Page excerpt >>

Thursday, April 24, 2008

DETECTIVE DIED ON HOSPITAL FLOOR

Detective Inspector Andy Day died on Concord Hospital floor

By Janet Fife-Yeomans, dtm

April 24, 2008 12:00am

CONCORD Hospital and a leading specialist have been secretly disciplined by the Health Care Complaints Commission after a patient was found dead on the floor in the middle of the night.

Widow Jacqui Day complained about the treatment of her husband Andy, a top undercover police officer, after an anonymous letter from nurses at the hospital said: "Mr Day should not have died."

Detective Inspector Day, 45, was being treated for pneumonia and died when his oxygen tube fell out of its wall tap for the second time in six hours.

After an inquiry behind closed doors, the HCCC found that Concord, a major teaching hospital, had provided below standard care to Mr Day "in a number of respects", The Daily Telegraph can reveal.

The commission also found that Professor Matthew Peters, the head of respiratory medicine at the hospital, had "departed from the acceptable standard of care" in two areas.

Excerpted data >>
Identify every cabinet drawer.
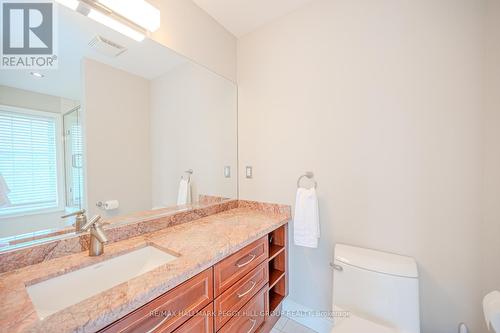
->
[219,285,268,333]
[214,236,268,296]
[101,268,213,333]
[174,303,214,333]
[214,261,269,330]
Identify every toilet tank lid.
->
[335,244,418,278]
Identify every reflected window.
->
[0,106,62,216]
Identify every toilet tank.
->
[333,244,420,333]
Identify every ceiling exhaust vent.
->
[89,36,127,57]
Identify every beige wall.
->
[482,0,500,312]
[149,0,236,81]
[238,0,484,333]
[151,63,237,207]
[82,59,151,217]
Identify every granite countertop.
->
[0,208,289,333]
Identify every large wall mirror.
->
[0,6,237,251]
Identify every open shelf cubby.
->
[268,225,288,312]
[269,277,286,312]
[269,251,286,288]
[268,226,286,259]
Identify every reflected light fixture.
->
[30,72,45,79]
[55,0,160,42]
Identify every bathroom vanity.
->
[100,225,287,333]
[0,201,290,332]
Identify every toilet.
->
[331,244,420,333]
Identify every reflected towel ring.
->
[297,171,318,188]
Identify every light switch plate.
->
[245,166,253,179]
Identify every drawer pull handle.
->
[147,315,170,333]
[236,254,255,268]
[247,319,257,333]
[236,280,257,298]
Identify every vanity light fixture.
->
[55,0,160,42]
[30,72,45,79]
[96,0,160,32]
[87,9,146,42]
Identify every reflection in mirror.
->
[0,2,237,246]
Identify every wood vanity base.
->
[100,224,288,333]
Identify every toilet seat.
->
[331,313,400,333]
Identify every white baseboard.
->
[283,297,333,333]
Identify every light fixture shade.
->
[97,0,160,32]
[87,9,146,42]
[55,0,79,10]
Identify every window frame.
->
[0,104,66,220]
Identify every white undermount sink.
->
[26,246,177,319]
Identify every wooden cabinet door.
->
[219,285,268,333]
[214,236,268,297]
[214,261,269,330]
[174,303,214,333]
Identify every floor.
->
[271,316,316,333]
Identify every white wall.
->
[149,0,236,81]
[82,59,151,217]
[151,63,237,207]
[482,0,500,312]
[238,0,486,333]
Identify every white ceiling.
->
[193,0,311,37]
[0,6,188,100]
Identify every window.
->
[0,106,61,217]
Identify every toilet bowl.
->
[332,244,420,333]
[331,314,400,333]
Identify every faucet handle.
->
[61,209,85,219]
[82,215,101,230]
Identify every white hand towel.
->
[177,178,191,206]
[293,188,320,248]
[0,174,10,207]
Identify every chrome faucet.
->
[61,209,87,233]
[82,215,108,257]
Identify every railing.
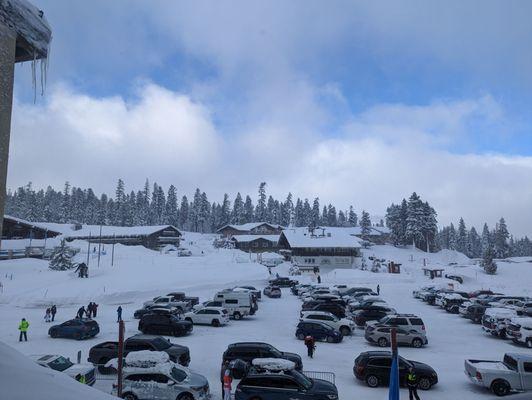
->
[303,371,336,385]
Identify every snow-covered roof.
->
[217,222,283,232]
[36,222,181,239]
[281,227,361,248]
[231,235,280,243]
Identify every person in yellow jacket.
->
[18,318,30,342]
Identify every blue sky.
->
[9,0,532,231]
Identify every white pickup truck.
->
[465,353,532,396]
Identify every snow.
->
[283,228,361,248]
[0,239,532,400]
[0,342,116,400]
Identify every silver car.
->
[112,364,211,400]
[364,325,428,348]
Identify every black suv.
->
[353,351,438,390]
[235,371,338,400]
[222,342,303,371]
[354,305,395,326]
[139,314,193,336]
[268,276,299,287]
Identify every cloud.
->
[8,83,532,235]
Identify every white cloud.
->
[8,84,532,235]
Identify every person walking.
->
[44,308,52,322]
[406,367,420,400]
[305,335,316,358]
[76,306,87,319]
[223,368,233,400]
[18,318,30,342]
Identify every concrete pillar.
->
[0,25,16,248]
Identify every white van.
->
[213,291,255,319]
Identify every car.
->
[353,305,396,326]
[464,353,532,397]
[133,305,181,319]
[364,325,428,348]
[458,302,489,324]
[87,334,190,374]
[111,353,211,400]
[235,359,338,400]
[30,354,96,386]
[482,307,517,339]
[264,285,281,299]
[193,300,224,310]
[296,321,343,343]
[138,314,193,336]
[301,311,355,336]
[221,342,303,376]
[353,351,438,390]
[268,276,299,287]
[367,314,426,335]
[48,318,100,340]
[506,317,532,349]
[184,307,229,326]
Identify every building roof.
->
[38,222,181,239]
[216,222,283,232]
[231,235,280,243]
[281,227,361,248]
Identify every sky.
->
[8,0,532,236]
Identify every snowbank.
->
[0,342,116,400]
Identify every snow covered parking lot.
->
[0,235,532,400]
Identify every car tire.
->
[491,379,511,396]
[366,375,380,388]
[418,377,432,390]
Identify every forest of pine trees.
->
[5,179,369,232]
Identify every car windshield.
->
[170,367,187,382]
[291,371,312,390]
[152,338,171,350]
[48,357,74,372]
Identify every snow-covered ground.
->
[0,234,532,400]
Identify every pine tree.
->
[255,182,266,222]
[49,239,74,271]
[360,210,371,240]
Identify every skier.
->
[305,335,316,358]
[406,367,420,400]
[223,368,233,400]
[76,306,87,319]
[44,308,52,322]
[18,318,30,342]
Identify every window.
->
[523,362,532,373]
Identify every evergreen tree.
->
[360,210,371,240]
[49,239,74,271]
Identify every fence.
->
[303,371,336,385]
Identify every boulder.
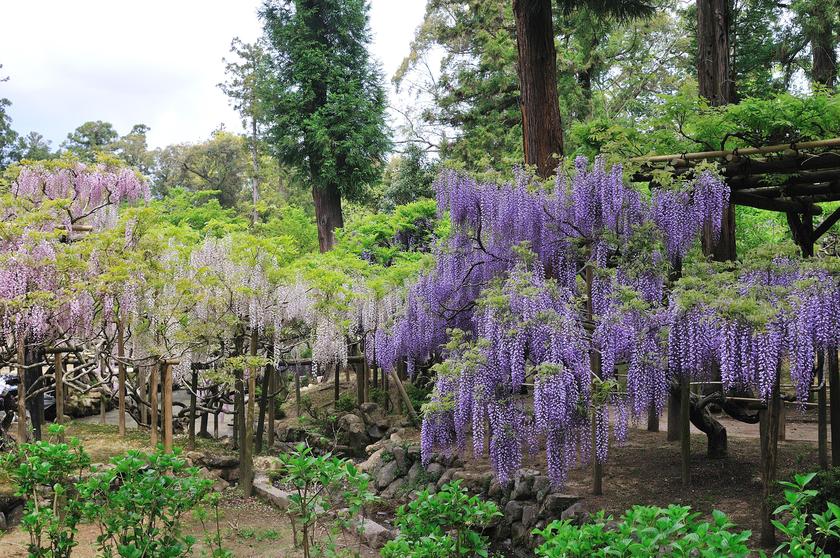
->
[426,463,444,482]
[522,504,539,528]
[380,477,406,500]
[358,517,394,549]
[376,461,399,490]
[504,500,523,523]
[510,469,539,500]
[337,413,370,457]
[560,502,589,525]
[254,475,289,511]
[540,492,580,518]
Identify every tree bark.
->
[809,1,837,87]
[513,0,563,178]
[312,184,344,252]
[697,0,735,262]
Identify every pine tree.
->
[257,0,390,252]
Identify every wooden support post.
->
[17,338,27,444]
[239,328,258,497]
[680,376,691,486]
[391,371,420,426]
[817,351,828,469]
[828,349,840,467]
[266,366,278,451]
[149,362,158,449]
[187,368,198,450]
[99,355,108,425]
[667,393,680,442]
[295,366,300,416]
[117,318,125,438]
[760,378,782,547]
[54,353,64,442]
[648,403,659,432]
[163,360,178,453]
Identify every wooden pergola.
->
[631,138,840,256]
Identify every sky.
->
[0,0,426,148]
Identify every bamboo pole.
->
[149,362,161,448]
[680,376,691,486]
[630,138,840,163]
[390,371,420,426]
[117,318,125,438]
[17,338,26,444]
[163,360,178,453]
[55,353,64,442]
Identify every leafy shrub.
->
[79,449,212,558]
[4,425,90,558]
[773,473,840,558]
[276,443,375,558]
[534,505,751,558]
[382,480,501,558]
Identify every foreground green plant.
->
[533,505,751,558]
[3,425,90,558]
[772,473,840,558]
[79,449,212,558]
[382,480,501,558]
[277,443,375,558]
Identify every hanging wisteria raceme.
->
[667,257,840,402]
[0,162,149,342]
[378,158,728,484]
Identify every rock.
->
[358,517,394,549]
[391,446,408,471]
[510,521,531,543]
[531,475,551,502]
[203,454,239,469]
[254,475,289,511]
[510,469,539,500]
[254,455,283,471]
[452,470,493,494]
[376,461,399,490]
[426,463,444,482]
[356,448,385,475]
[221,467,239,482]
[435,469,457,490]
[560,502,589,525]
[380,477,406,500]
[504,500,523,523]
[540,493,580,518]
[522,504,539,528]
[337,413,370,457]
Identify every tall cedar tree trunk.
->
[697,0,735,261]
[810,1,837,87]
[301,0,344,252]
[513,0,563,178]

Task requirements >>
1. In the news report on Detective Inspector Andy Day's death, what illness was he being treated for?
2. Render this sentence from the report on Andy Day's death into Spanish: "Detective Inspector Day, 45, was being treated for pneumonia and died when his oxygen tube fell out of its wall tap for the second time in six hours."
3. Proceed with the news report on Detective Inspector Andy Day's death at Concord Hospital, picking up after its final sentence.

Set of answers >>
1. Pneumonia.

2. El inspector detective Day, de 45 años, estaba recibiendo tratamiento por neumonía y murió cuando su tubo de oxígeno se salió de su toma de pared por segunda vez en seis horas.

3.
He was referred to the Medical Board's conduct committee for "counselling" for not transferring Mr Day to the intensive care unit and for failing to appropriately monitor his oxygen needs.

Mrs Day will today appear before the Government's special commission of inquiry into the state's ailing health system, sitting at Concord, to demand answers and ask why the complaints procedure is shrouded in such secrecy.

There was evidence before the HCCC from four medical experts that Mr Day should have been moved to intensive care.

Professor Peters told the inquiry there were no intensive care beds available and Mr Day did not want to be moved.

The commission's report, obtained by The Daily Telegraph, said there had been at least one bed available on five of the eight days Mr Day was in hospital and there was no record in the medical notes of Mr Day's comments.

"In 2008, you can't leave your loved one in a public hospital on their own," Mrs Day said yesterday, adding that all adverse HCCC findings should be made public.

"I still do not know how a 45-year-old man can be admitted to hospital and die on the floor in the middle of the night."

It will be Mrs Day's first visit to the hospital since her husband died at 3.30am on November 14, 2003, after eight days treatment. The HCCC took 18 months on its inquiry.

The anonymous letter from nurses was sent to the coroner who conducted a 2006 inquest into Mr Day's death.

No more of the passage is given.